• _What is being asked_: Once every line in the data that follows has been checked for the word "white", give only the number of lines that hold it.
-=-=-
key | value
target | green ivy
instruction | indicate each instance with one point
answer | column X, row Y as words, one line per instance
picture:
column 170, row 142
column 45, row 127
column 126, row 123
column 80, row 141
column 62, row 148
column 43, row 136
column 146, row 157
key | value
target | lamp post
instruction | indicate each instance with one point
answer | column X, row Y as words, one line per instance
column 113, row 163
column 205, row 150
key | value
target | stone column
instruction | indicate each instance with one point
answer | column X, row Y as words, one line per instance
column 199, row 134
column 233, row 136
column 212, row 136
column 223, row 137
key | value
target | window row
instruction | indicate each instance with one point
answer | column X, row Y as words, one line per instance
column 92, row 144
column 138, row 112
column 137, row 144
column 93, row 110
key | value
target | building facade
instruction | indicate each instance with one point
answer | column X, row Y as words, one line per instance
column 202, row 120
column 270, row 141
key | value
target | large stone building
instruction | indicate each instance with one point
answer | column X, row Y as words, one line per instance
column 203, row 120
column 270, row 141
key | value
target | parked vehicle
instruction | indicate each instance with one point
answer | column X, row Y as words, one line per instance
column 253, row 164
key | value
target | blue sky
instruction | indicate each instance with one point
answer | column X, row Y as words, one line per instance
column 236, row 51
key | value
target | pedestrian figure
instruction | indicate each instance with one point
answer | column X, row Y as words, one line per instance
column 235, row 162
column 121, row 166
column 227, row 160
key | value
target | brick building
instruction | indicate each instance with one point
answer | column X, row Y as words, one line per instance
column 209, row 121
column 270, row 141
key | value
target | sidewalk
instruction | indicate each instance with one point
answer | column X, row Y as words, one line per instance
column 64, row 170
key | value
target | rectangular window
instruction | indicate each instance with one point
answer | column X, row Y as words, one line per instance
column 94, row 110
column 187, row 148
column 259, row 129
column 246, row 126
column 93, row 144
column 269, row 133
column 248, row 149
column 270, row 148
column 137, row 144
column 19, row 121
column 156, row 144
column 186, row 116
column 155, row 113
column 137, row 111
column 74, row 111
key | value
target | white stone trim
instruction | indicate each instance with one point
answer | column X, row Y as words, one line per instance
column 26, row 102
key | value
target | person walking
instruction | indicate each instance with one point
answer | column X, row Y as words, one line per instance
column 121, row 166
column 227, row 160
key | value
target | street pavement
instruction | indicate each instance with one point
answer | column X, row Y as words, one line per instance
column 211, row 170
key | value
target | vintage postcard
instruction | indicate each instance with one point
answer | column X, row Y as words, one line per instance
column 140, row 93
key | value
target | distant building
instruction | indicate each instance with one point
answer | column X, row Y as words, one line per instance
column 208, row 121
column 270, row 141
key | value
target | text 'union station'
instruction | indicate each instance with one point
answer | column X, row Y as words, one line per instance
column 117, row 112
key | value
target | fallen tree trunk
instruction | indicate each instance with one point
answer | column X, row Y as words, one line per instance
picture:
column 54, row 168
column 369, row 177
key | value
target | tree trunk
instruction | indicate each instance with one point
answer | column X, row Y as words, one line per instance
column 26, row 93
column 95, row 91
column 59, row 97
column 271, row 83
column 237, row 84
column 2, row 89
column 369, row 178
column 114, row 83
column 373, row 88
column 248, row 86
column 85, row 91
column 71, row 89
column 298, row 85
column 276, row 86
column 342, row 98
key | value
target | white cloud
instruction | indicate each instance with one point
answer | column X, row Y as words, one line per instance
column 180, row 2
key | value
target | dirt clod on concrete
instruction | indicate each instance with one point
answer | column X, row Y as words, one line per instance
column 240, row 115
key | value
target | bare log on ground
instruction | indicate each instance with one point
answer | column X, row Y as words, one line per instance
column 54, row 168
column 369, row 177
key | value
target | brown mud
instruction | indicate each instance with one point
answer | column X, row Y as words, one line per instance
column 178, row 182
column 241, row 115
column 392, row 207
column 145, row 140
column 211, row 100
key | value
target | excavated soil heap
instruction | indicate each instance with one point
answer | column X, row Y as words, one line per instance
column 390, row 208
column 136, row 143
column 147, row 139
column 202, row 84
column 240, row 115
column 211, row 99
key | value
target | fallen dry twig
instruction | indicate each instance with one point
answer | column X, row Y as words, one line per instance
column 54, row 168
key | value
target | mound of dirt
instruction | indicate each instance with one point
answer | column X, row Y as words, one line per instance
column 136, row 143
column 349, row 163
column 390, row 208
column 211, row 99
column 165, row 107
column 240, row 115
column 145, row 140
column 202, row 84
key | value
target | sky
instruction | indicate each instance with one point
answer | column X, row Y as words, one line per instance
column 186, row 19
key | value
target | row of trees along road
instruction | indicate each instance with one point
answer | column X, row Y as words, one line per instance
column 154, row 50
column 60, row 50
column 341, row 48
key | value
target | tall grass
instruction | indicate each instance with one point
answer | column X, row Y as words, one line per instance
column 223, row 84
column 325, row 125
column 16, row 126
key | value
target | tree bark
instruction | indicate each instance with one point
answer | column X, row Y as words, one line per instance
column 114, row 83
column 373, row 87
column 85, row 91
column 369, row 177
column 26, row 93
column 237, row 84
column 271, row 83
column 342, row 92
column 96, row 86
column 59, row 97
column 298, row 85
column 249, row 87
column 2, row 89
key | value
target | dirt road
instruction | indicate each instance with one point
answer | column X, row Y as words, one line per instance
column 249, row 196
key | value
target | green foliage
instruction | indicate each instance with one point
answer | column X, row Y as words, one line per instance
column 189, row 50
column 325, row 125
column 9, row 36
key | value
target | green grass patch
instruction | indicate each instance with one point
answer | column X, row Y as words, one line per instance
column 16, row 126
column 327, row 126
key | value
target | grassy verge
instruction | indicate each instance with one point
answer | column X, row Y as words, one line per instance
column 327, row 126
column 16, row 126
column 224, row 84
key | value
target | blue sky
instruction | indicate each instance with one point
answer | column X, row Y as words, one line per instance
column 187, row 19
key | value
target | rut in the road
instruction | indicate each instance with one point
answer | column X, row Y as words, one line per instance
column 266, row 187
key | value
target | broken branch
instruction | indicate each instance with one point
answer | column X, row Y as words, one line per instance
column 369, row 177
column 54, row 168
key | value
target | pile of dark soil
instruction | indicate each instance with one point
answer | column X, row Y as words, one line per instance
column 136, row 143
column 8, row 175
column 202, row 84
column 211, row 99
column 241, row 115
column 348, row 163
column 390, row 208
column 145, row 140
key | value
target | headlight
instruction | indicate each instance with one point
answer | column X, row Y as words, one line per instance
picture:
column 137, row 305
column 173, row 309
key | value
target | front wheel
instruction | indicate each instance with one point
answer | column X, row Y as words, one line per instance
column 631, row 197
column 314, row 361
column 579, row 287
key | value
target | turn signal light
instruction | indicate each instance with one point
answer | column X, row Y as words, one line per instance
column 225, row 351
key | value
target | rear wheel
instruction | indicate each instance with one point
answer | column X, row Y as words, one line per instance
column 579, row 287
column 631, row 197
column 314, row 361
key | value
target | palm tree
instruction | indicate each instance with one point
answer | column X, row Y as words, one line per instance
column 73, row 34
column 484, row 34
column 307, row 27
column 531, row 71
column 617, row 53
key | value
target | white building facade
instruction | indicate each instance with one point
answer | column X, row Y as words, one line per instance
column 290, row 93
-=-=-
• _Solution for this exercise_: 3